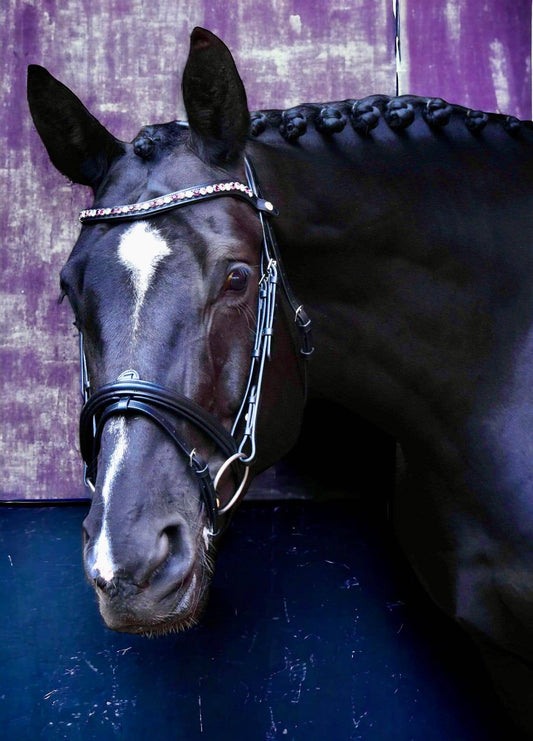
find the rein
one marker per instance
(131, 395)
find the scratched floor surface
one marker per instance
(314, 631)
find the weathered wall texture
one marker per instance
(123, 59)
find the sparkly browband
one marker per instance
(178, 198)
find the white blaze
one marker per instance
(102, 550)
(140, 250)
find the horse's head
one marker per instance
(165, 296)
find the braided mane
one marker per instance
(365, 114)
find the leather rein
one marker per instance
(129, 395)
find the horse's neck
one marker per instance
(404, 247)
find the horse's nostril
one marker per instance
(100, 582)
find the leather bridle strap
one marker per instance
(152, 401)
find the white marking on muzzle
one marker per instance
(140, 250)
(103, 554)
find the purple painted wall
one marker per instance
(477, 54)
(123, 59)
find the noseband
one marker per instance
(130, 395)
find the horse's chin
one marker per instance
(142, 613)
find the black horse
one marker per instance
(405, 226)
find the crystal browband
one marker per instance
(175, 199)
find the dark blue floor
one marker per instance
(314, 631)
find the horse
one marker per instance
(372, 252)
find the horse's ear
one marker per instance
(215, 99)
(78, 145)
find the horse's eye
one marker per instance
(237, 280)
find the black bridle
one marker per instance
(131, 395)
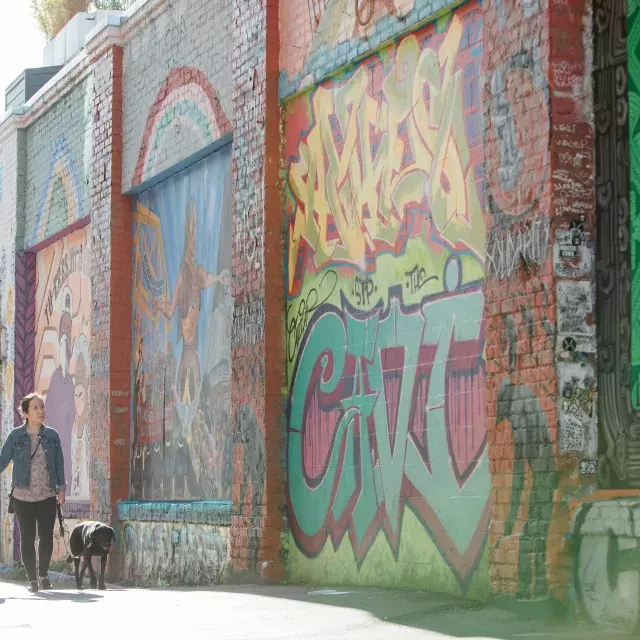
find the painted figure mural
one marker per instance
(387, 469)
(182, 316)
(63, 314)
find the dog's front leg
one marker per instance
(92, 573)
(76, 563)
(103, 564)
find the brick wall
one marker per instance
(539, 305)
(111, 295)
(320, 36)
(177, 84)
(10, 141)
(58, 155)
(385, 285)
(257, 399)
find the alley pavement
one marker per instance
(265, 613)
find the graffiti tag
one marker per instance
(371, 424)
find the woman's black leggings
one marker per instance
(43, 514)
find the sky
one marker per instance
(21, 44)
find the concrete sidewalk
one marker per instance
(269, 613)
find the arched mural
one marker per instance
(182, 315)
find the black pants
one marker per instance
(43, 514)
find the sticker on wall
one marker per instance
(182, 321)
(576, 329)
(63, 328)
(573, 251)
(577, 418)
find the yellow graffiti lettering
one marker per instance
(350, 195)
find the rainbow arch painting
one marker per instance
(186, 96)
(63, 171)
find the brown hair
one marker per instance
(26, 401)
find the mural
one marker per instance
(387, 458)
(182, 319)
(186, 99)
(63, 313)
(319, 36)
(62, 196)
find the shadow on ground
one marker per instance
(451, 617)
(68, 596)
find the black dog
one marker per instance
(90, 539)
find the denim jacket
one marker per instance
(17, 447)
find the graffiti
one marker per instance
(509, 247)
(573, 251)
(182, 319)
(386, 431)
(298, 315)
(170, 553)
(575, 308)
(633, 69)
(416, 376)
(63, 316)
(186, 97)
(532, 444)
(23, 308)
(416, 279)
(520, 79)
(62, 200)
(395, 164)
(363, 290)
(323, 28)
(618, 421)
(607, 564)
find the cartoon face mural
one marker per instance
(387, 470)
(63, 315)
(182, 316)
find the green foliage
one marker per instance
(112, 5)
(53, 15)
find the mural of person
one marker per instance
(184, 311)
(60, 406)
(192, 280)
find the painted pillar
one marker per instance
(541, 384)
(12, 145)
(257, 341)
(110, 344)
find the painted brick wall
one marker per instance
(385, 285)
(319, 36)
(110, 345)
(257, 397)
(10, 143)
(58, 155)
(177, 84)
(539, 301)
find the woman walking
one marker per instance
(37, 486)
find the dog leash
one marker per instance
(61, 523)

...

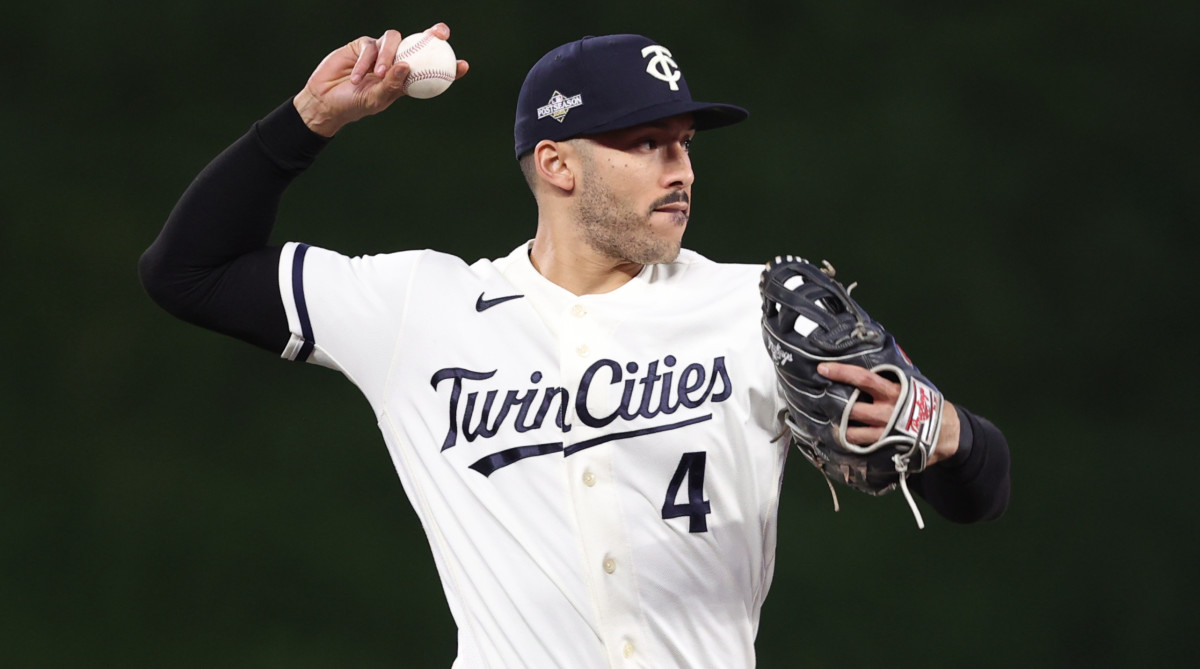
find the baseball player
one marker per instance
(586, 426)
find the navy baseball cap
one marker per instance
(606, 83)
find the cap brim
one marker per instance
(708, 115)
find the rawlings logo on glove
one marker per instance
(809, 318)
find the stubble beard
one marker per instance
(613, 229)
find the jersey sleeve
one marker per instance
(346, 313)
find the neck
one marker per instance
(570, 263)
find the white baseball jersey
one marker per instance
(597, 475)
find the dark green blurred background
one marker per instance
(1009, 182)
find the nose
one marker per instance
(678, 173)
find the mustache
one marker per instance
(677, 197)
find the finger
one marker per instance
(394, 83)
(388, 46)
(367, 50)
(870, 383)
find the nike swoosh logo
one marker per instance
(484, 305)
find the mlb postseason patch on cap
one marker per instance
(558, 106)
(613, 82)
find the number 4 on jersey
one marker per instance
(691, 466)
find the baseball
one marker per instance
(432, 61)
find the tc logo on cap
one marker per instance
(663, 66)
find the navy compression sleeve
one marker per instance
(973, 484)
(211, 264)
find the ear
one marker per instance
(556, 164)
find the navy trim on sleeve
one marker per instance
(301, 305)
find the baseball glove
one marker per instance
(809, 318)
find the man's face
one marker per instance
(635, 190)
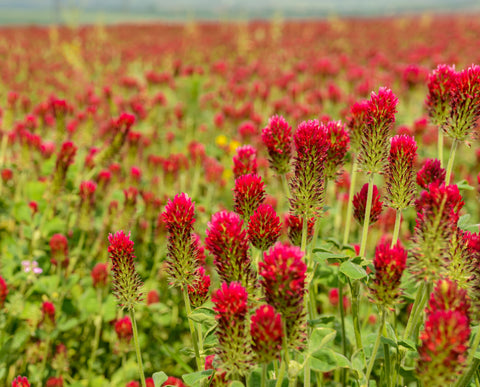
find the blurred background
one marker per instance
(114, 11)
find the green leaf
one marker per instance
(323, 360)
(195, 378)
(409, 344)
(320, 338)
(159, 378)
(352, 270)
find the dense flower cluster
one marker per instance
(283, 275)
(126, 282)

- Задание:
Подсчитайте строки записей, в которых есть слово «dark». В ответе укажите только число.

- Правильный ответ:
2